Add 26 to every coordinate in the answers as you write out all the lines from the one containing "find the truck windshield;" down through the end of the items, keeping every line and not only the answers.

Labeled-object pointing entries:
****************

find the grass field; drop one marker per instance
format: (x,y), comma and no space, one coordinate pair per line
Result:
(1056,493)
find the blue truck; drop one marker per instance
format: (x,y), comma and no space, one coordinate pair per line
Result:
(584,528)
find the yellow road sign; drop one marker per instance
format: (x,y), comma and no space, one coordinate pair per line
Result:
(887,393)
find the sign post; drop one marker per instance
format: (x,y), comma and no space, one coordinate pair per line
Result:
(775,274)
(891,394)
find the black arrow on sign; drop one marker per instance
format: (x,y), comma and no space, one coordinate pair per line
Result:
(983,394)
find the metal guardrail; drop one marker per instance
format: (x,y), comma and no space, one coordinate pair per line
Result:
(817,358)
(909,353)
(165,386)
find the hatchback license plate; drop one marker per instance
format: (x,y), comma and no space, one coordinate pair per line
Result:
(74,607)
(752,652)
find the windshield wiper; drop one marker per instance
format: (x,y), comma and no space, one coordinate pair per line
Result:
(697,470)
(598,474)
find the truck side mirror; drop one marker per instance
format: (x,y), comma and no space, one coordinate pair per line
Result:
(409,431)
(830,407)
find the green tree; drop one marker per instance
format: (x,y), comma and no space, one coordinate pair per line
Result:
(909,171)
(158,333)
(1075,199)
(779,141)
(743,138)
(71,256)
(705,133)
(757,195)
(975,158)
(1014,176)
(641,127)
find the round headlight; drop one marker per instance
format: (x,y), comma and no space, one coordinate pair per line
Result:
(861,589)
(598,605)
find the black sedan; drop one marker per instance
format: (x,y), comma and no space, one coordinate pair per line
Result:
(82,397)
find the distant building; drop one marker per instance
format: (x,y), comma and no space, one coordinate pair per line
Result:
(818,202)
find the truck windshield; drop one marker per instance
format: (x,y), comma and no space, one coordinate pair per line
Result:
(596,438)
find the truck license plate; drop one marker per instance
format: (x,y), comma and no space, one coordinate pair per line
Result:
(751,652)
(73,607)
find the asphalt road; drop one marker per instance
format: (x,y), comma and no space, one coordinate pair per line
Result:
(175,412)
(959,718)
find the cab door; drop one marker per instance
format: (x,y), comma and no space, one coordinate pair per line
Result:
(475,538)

****************

Output below
find the truck windshield; drop one marker per instance
format: (x,y), comma and no space, one coordinate pair per line
Result:
(622,464)
find the truck license plate; drop one marker per instance
format: (x,y), comma and no space, one coordinate pair per line
Result:
(777,678)
(99,633)
find the asphalt road; drop one marker per instance
format: (x,y), comma and no space, one coordinate pair per line
Result:
(201,438)
(985,744)
find the cab door; drop one marker per instance
format: (x,y), comma and no space, one coordinate pair per line
Result:
(501,564)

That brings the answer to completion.